有酸素運動無用論

マフェトン理論は運動強度と有酸素運動能力に密接な関係があるとしています。

ところが、運動強度と脂肪の燃焼には関係がないと主張する人たちがいます。

近年、有酸素運動よりも無酸素運動の方が優位であるとする研究が次々と発表されています。

たとえば、つぎの研究があります。
http://jap.physiology.org/content/92/3/1045.full

この研究は、ヒューマンカロリーメーター室内で、最大酸素摂取量の40%強度の運動と、70%強度の運動を行い、24時間後に脂肪燃焼量を比較したところ、脂肪の消費量は同じだったというものです。
研究の参加者は成人16名で、低強度の運動で400Kcal、高強度の運動で400Kcal消費してもらって、24時間後の脂肪の燃焼量を測定したのですが、結果は同じだったというのです。

下表はその結果です。


ダイエット7

この研究が、有酸素運動無用論を唱える人たちの根拠になっているもので、この研究がよく引用されます。

ほかにも、平均基礎代謝1600Kcalの肥満患者たちを筋トレと有酸素運動のグループに分け、一日800Kcalのドリンクを与えたところ、筋トレグループの除脂肪体重はあまり減らなかったが、有酸素運動グループは除脂肪体重が大きく減ったという研究などもよく引用されます。

もちろん、一日の消費カロリーが同じであれば、脂肪の消費量が同じになるのは当り前です。
そんなことは当前の話です。しかし、ダイエットで大事なのは、そんなことではないのです。


人体には恒常性を維持する機能があるので、食べる量を制限すると、空腹感が増します。
運動をして消費カロリーを増やすと、食欲が増します。
大事なのは、どんな食事が食事の量を減らせるかということです。
どんな運動が食欲を増やさないで脂肪を燃やしやすいかかということです。
ダイエットでもっとも大事な要素である食欲と空腹感に関しての考慮が、先の研究ではまったく欠落しています。


陸上部の短距離の選手が長距離に転向したら、体脂肪率がみるみる下がるという話はよく知られています。

私たちは多くの経験から、食事を制限しないで運動だけでは、痩せるのが困難なことを知っています。運動よりも、適切な食事をとることの方が大切なことを知っています。

高強度の運動をすると、筋肉はパワーを出すためにグリコゲンを燃やしますが、筋肉が貯蔵しているグリコーゲンは緊急用エネルギーなので、身体は次回の食事で最優先で回復します。

そのため、高強度の運動をすると、空腹感が増します。

低強度の運動での主なエネルギー源は脂肪です。脂肪は体内に膨大な量が蓄積されているので、いくら使っても空腹感に影響を与えません。ですから、低強度の運動は、空腹感が少なく食事の量を制限しやすいのです。言い換えれば、消費カロリーが少ない運動の方が、脂肪の消費量を多くすることができるのです。


マフェトン理論

マフェトン理論はアスリートのために、医学、エネルギー代謝、運動生理学をわかりやすくまとめた運動理論です。

課題内容 – 有酸素運動無用論を扱った本文のうち、「ほかにも、平均基礎代謝160」から「どんな運動が食欲を増やさないで脂肪を燃やしやすいかかということです。」までを、両端の語句も含めて一字一句違えずに書き写してください。 本文の記述のみに基づいて取り組んでください。

提供資料 –
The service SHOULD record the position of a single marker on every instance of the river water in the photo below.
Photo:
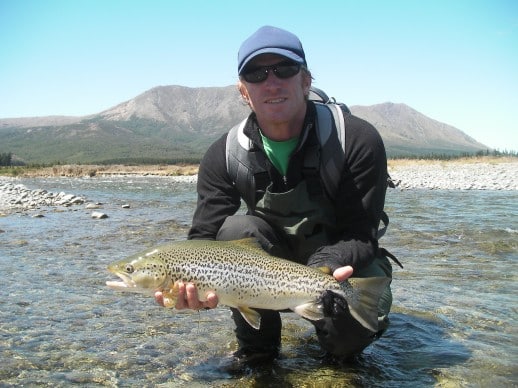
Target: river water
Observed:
(453, 322)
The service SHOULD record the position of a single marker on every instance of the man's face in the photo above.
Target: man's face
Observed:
(276, 101)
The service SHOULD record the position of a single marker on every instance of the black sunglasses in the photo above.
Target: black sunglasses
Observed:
(282, 70)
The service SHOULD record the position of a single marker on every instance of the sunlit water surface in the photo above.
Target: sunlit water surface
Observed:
(453, 322)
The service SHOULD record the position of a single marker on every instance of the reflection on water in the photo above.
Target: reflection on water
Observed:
(453, 322)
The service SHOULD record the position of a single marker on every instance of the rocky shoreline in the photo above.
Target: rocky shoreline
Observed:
(14, 196)
(456, 176)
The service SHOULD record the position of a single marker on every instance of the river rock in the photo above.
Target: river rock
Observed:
(99, 215)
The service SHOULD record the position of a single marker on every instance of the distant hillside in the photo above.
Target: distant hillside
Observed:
(176, 123)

解答 –
ほかにも、平均基礎代謝1600Kcalの肥満患者たちを筋トレと有酸素運動のグループに分け、一日800Kcalのドリンクを与えたところ、筋トレグループの除脂肪体重はあまり減らなかったが、有酸素運動グループは除脂肪体重が大きく減ったという研究などもよく引用されます。

もちろん、一日の消費カロリーが同じであれば、脂肪の消費量が同じになるのは当り前です。
そんなことは当前の話です。しかし、ダイエットで大事なのは、そんなことではないのです。


人体には恒常性を維持する機能があるので、食べる量を制限すると、空腹感が増します。
運動をして消費カロリーを増やすと、食欲が増します。
大事なのは、どんな食事が食事の量を減らせるかということです。
どんな運動が食欲を増やさないで脂肪を燃やしやすいかかということです。